Coordinate labeling data:
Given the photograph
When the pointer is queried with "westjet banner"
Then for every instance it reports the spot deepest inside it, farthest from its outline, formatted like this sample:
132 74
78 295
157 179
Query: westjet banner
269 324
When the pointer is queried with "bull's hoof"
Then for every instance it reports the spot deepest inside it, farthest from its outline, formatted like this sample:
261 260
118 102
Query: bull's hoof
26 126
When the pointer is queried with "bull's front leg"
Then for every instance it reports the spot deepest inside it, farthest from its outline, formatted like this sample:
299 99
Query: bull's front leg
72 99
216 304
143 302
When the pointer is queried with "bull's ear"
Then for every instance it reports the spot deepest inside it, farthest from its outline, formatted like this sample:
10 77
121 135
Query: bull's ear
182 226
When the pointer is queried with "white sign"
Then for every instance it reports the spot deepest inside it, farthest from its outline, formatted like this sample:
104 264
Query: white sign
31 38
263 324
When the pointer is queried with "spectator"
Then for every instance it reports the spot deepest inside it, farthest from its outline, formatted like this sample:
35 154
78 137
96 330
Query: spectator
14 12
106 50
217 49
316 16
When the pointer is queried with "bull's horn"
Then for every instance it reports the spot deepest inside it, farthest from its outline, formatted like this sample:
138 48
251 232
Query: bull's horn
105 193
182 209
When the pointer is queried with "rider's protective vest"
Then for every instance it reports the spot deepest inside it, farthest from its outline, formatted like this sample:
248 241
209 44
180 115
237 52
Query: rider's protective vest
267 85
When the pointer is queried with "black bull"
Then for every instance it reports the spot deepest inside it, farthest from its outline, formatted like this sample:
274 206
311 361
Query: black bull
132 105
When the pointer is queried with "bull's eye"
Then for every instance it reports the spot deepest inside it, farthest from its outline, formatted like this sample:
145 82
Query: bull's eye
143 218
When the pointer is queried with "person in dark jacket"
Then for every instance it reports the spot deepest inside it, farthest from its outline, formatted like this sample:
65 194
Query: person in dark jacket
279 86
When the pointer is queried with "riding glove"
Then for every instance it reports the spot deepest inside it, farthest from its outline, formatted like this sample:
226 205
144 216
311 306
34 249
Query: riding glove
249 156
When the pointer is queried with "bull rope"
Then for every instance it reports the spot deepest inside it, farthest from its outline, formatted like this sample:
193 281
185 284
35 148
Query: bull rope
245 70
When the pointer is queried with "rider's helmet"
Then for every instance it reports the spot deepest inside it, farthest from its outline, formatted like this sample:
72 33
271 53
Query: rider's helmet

(DESCRIPTION OF THE TASK): From the first line to the last, please quote the material above exactly.

(SOLVED PROBLEM):
Given the photograph
When the pointer is queried with "westjet banner"
Then for every instance it reports the spot deepest inside it, farthest from its outline, formatted like this sample:
132 74
78 295
157 179
Query: westjet banner
269 324
When the pointer is queried with "bull's hoof"
Then for every instance it reports the spot deepest inside it, farthest from its outline, formatted like this sample:
261 260
118 102
Query: bull's hoof
26 126
When the pointer is queried with "bull's front leg"
Then for every instance it reports the spot deepest inside it, farthest from its outline, formatted like this sample:
299 99
Query: bull's front leg
72 99
216 304
143 302
When the pointer is queried with "bull's ear"
Then for every instance it reports the spot deepest inside it, farthest from its outline, formatted like this sample:
10 77
121 135
Query: bull's ear
182 226
When the pointer is queried with "white sign"
Then for every instance it reports the spot deepest inside it, farthest from its outline, formatted like this sample:
104 264
Query: white sign
31 38
263 324
When the pointer is queried with "spectator"
Then for every instance it reports the spot deepest inside it, farthest from its outline, formatted like this sample:
35 154
78 137
96 330
Query: spectator
14 12
106 50
217 49
316 16
When the pointer is queried with "bull's horn"
Then for every instance it reports the spot deepest inside it, farthest from its outline, formatted like this sample:
138 48
251 232
Query: bull's horn
105 193
182 209
When the pointer is queried with "rider's protective vest"
Then for every instance it reports the spot deepest inside it, farthest from its outline, formatted like this sample:
248 241
209 44
180 115
237 52
Query: rider's protective vest
267 85
When the pointer is queried with "black bull"
Then for every instance it reports the spot deepest inside it, farthest from its outline, formatted like this sample:
274 206
311 361
Query: black bull
132 105
When the pointer is queried with "bull's eye"
Then for every instance it reports the spot deepest inside it, farthest from its outline, formatted like this sample:
145 82
Query: bull's eye
143 218
When the pointer is queried with "person in dark jacket"
Then for every instance it reports the spot deepest inside it, farthest from its outline, formatted like this sample:
65 194
Query: person in dark jacket
279 86
When the pointer is queried with "riding glove"
Then for every instance it reports the spot deepest inside it, farthest from its outline, formatted like this sample:
226 205
144 216
311 306
34 249
Query: riding glove
249 156
When the pointer is queried with "bull rope"
Then for every instance it reports the spot deepest inside it, farthest from its outline, formatted like this sample:
193 281
185 284
35 148
Query: bull rope
245 70
When the pointer is queried with "rider's helmet"
Then for every instance it reports the spot deepest inside it, farthest from its outline, formatted like this sample:
72 33
271 53
Query: rider's helmet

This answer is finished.